_Goal_
Repeat everything from "# Applications advice!" down to "to take place." in the forum post on film school applications, substituting "military" for "army".

_Supplied text_
# Applications advice!



## Monotreme (Mar 21, 2009)

Hello all,

I've posted on these forums before a while back, but now I'm back again. So I'm currently taking my first steps towards studying filmmaking in the USA (I live in Israel), and hopefully in one of the leading schools in the field (I'm looking at all the usual suspects - USC, Tisch, UCLA, FSU, Chapman, etc). I'm aiming to start studying in Fall 2010 (I'm released from the army in February of next year), but I figured that it's never too early to start working on the applications, especially because there is a lot of work to do, but also because I read somewhere that it is recommended for foreign students to send in their applications as early as possible, because of the longer time it takes for correspondences to take place.

Anyway, I've already done the first stage which is taking the SAT - Got 2140, which I guess isn't bad at all, but it's not really THAT important in film school as far as I know - and I will of course also have to take the TOEFL at some point, but there's no rush as you don't have to study for it. In any case, I would rather shift my focus to the more difficult aspects of the applications, about which I have a few questions and hope that I can get advice from fellow applicants/current film school students/film school alumni. If there are any foreigners around here who went to a US film school who could help me out and give me specific advice about their own applications, I'd really appreciate it!

So each school has some variants in their application requirements, but most of them have a few common themes about which I was hoping to get some advice/information. So let's just go through all of them:

- Letters of recommendation. Is there anybody in particular I should ask for letters from? What are the admissions offices looking for in the letters? I can get letters from my two former film teachers from high school, but that only covers that aspect. What else would they like to see in the letters?

- Personal essay. A lot of emphasis is placed on this on the film school web sites, and the build-up makes me pretty nervous about it. So what are they looking for in these letters? Just an autobiography, or something more specific alluring to aspirations in filmmaking? How can I express ambition without being arrogant? How can I be humble without coming across as self-loathing?

- Portfolio. Most of the schools ask for original creative writing examples tailored to their specific requests, but others (Tisch for example) also ask for prior creative work in any artistic field, including but not limited to filmmaking. Thing is, they have some pretty strict limitations on these portfolios, for example, no more than 10 minutes of filmed material, no more than 6 pages of creative writing, and no more than 10 photographs or drawings. Since I haven't painted/drawn anything substantial since I finished art school in the 9th grade, since my photography is at an amateur/hobby level and nothing more, and since my writing is... underdeveloped to say the least, I think that my best chance would be to go with something I filmed during my film studies in high school (as I already mentioned; being in the army, I don't really have much time to film anything). Thing is, the only thing I made that I feel is REALLY worth showing is my "final" film, and the problem is that it's 25 minutes long. So what do I do? I want to show them that I not only know how to point a camera or light a scene but also that I can tell a story. So, do I cut it into a 10-minute version that touches upon all the major plot points but will still be somewhat incoherent? Or do I make a sort of "director's reel", taking the most impressive shots/sequences of all my previous movies and edit them all together? Or wound that be too pretentious?

_Material shown_

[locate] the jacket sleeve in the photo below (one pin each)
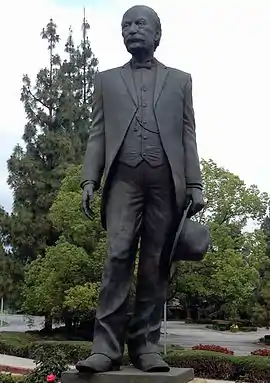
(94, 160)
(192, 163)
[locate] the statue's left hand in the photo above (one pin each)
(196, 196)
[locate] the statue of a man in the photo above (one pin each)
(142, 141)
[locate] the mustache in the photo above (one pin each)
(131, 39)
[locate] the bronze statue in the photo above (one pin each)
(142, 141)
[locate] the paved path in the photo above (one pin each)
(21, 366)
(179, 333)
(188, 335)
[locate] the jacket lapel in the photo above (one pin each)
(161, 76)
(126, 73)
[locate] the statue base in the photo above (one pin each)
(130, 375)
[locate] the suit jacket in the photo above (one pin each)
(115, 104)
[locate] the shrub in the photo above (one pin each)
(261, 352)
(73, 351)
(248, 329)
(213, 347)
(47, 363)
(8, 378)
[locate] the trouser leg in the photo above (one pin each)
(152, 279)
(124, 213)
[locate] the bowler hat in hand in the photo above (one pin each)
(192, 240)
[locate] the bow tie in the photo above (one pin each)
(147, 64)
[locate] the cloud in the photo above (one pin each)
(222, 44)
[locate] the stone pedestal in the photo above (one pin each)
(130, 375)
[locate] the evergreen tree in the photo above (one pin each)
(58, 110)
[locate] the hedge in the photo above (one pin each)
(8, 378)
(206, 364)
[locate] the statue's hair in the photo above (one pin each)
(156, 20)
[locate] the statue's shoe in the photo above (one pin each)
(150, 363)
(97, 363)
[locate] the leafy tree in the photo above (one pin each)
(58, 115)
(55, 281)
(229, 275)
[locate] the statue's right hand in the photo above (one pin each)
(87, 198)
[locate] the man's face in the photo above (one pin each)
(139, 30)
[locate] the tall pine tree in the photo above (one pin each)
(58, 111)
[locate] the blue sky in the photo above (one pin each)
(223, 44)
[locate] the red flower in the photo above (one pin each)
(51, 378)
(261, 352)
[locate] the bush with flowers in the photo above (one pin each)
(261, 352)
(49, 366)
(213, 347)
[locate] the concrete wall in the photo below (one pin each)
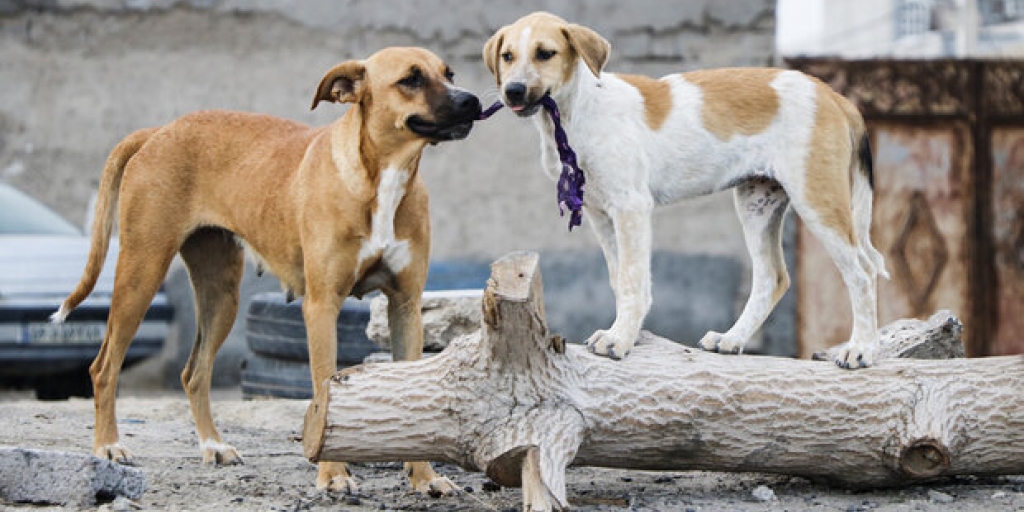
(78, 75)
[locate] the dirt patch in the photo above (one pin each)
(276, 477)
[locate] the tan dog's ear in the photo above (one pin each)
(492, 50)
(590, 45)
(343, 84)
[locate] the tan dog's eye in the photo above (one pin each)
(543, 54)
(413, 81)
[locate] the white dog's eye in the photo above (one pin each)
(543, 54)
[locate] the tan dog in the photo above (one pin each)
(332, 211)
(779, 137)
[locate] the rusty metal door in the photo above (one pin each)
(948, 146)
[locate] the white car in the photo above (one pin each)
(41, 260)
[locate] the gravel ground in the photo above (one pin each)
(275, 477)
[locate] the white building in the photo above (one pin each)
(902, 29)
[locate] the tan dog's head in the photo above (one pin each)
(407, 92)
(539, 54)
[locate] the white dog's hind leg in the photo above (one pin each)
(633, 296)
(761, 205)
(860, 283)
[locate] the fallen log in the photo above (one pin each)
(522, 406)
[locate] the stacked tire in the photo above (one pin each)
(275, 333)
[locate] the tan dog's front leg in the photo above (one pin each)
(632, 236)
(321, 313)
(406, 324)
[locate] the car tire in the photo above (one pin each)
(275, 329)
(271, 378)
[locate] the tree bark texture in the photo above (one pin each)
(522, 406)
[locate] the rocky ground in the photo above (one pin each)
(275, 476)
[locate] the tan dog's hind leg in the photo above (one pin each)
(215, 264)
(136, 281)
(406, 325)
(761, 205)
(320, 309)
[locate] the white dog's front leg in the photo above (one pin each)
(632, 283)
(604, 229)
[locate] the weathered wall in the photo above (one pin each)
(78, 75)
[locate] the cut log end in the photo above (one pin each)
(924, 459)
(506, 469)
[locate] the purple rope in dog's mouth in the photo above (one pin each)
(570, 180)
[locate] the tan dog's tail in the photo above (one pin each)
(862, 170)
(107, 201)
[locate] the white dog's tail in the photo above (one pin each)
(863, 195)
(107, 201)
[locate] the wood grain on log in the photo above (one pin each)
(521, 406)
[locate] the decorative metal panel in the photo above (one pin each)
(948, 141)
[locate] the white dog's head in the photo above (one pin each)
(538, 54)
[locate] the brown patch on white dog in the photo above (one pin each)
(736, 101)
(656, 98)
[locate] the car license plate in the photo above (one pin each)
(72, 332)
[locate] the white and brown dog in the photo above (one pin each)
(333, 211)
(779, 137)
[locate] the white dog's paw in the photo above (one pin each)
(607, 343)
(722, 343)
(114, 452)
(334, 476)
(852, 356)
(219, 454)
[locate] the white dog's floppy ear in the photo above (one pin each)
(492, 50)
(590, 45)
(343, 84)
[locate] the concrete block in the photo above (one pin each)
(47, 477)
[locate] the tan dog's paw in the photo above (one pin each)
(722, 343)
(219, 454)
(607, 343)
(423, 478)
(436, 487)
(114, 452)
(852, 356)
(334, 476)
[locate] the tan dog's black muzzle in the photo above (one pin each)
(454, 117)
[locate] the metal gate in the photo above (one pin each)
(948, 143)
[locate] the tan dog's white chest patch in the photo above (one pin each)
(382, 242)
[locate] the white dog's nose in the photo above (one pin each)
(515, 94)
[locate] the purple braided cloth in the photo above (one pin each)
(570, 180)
---
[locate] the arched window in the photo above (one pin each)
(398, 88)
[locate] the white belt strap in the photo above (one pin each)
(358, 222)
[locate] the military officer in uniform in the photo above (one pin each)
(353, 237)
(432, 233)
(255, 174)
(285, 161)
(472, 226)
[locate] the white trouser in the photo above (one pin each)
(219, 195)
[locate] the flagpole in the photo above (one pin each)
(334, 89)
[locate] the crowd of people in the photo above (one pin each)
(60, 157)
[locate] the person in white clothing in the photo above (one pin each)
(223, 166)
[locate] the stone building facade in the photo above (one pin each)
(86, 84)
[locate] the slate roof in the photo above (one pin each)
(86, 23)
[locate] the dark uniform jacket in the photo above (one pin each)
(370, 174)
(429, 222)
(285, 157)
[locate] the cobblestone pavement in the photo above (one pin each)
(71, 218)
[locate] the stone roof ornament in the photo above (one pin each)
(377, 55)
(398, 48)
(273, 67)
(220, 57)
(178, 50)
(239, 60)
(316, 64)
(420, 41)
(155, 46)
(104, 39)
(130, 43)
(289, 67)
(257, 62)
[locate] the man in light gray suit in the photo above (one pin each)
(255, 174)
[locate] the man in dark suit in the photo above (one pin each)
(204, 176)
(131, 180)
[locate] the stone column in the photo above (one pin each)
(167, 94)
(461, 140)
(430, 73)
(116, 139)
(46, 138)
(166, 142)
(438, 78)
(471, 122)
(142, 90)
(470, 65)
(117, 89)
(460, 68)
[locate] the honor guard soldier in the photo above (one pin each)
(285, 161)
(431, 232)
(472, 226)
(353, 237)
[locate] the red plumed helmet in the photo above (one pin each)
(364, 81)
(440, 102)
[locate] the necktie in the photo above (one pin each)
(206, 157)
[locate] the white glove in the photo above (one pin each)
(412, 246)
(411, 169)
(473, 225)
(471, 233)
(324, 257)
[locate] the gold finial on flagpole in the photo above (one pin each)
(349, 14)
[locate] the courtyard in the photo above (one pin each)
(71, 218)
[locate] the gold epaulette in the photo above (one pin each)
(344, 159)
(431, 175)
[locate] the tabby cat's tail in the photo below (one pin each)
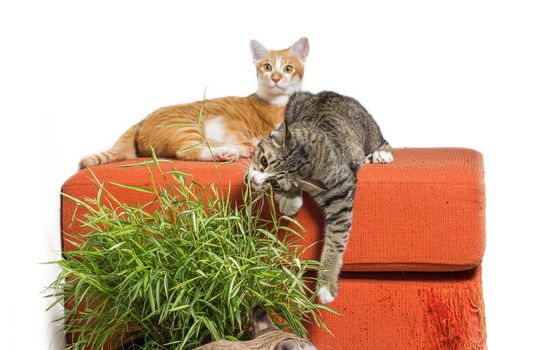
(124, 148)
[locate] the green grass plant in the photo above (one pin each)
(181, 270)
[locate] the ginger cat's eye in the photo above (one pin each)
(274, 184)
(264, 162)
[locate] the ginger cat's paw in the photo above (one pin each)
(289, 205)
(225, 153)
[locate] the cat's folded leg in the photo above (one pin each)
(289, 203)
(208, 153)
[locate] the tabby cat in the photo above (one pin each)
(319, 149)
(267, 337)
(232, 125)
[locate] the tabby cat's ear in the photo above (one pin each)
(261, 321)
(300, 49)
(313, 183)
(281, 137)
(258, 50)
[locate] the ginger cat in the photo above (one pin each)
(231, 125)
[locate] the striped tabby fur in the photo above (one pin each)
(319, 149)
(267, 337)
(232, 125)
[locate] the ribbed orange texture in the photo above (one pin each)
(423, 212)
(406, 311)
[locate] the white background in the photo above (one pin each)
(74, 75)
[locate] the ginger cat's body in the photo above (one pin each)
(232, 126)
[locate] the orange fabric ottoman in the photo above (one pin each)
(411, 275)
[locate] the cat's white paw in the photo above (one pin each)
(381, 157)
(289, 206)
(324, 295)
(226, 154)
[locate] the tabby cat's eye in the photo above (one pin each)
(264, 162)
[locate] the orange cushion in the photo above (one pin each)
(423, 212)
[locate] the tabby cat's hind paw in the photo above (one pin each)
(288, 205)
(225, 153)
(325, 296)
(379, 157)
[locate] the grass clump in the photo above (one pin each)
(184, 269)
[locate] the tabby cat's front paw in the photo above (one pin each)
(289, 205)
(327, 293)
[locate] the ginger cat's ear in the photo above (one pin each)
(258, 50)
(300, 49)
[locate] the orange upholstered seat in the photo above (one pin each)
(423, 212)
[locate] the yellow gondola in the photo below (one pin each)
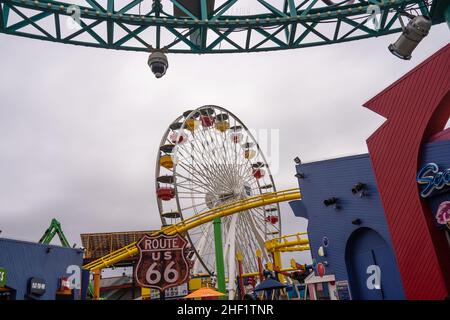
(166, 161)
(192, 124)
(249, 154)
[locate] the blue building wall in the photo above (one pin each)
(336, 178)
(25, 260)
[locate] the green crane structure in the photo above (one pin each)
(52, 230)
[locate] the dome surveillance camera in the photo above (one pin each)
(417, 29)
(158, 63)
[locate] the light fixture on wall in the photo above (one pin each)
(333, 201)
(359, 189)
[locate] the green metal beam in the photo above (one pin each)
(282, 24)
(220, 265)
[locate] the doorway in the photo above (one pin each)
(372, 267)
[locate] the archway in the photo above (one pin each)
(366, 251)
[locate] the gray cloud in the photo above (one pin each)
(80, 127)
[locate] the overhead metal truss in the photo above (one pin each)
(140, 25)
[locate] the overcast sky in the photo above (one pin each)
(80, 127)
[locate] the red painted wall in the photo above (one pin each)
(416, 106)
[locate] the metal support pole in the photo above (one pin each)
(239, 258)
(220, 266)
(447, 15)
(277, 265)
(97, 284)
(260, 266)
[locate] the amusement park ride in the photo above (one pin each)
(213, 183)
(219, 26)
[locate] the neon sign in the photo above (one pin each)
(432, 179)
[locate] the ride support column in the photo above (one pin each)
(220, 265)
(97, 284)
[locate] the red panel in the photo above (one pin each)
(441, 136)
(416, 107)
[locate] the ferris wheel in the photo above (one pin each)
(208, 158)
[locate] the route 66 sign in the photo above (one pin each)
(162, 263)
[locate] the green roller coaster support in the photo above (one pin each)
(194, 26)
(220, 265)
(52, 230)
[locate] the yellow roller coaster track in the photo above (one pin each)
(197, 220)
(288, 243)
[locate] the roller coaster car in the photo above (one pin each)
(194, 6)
==
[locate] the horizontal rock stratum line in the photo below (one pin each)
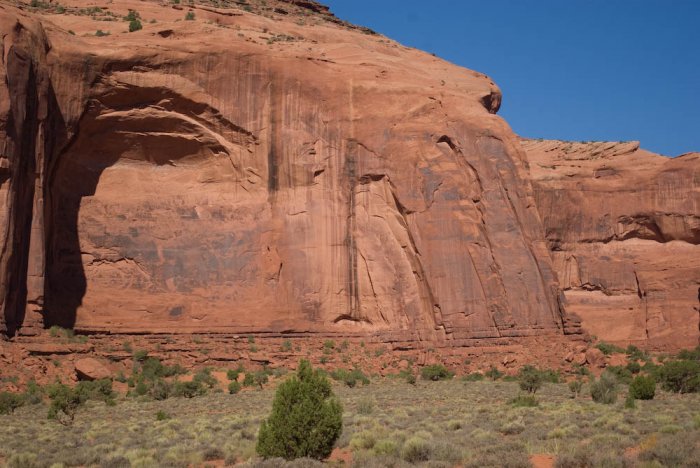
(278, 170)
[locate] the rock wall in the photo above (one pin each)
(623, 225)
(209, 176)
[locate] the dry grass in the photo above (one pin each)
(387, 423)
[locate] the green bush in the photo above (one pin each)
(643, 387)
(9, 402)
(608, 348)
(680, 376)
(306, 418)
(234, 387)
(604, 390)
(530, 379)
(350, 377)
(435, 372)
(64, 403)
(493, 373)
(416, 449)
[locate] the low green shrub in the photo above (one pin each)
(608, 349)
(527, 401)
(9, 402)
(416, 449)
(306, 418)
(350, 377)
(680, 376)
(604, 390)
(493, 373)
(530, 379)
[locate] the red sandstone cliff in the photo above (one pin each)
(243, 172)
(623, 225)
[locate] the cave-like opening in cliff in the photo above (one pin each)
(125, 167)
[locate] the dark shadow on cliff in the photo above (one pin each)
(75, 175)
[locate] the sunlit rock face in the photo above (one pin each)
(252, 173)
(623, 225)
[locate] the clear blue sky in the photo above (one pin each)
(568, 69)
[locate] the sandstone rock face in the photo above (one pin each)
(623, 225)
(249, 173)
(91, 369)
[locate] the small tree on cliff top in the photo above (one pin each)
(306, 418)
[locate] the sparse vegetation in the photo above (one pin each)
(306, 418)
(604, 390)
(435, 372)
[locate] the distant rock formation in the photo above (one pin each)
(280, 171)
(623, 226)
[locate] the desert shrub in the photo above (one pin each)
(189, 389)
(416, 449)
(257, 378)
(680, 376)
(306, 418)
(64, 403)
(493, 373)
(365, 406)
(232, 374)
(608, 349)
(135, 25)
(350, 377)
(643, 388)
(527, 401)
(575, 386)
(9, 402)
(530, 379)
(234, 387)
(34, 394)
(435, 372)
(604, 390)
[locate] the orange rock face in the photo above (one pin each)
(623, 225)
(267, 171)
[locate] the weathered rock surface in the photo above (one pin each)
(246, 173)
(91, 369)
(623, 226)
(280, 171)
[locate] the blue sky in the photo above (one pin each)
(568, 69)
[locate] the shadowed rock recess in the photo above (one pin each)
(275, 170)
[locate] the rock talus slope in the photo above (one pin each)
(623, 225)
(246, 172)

_Task answer_
# Applications advice!



## Monotreme (Mar 21, 2009)

Hello all,

I've posted on these forums before a while back, but now I'm back again. So I'm currently taking my first steps towards studying filmmaking in the USA (I live in Israel), and hopefully in one of the leading schools in the field (I'm looking at all the usual suspects - USC, Tisch, UCLA, FSU, Chapman, etc). I'm aiming to start studying in Fall 2010 (I'm released from the military in February of next year), but I figured that it's never too early to start working on the applications, especially because there is a lot of work to do, but also because I read somewhere that it is recommended for foreign students to send in their applications as early as possible, because of the longer time it takes for correspondences to take place.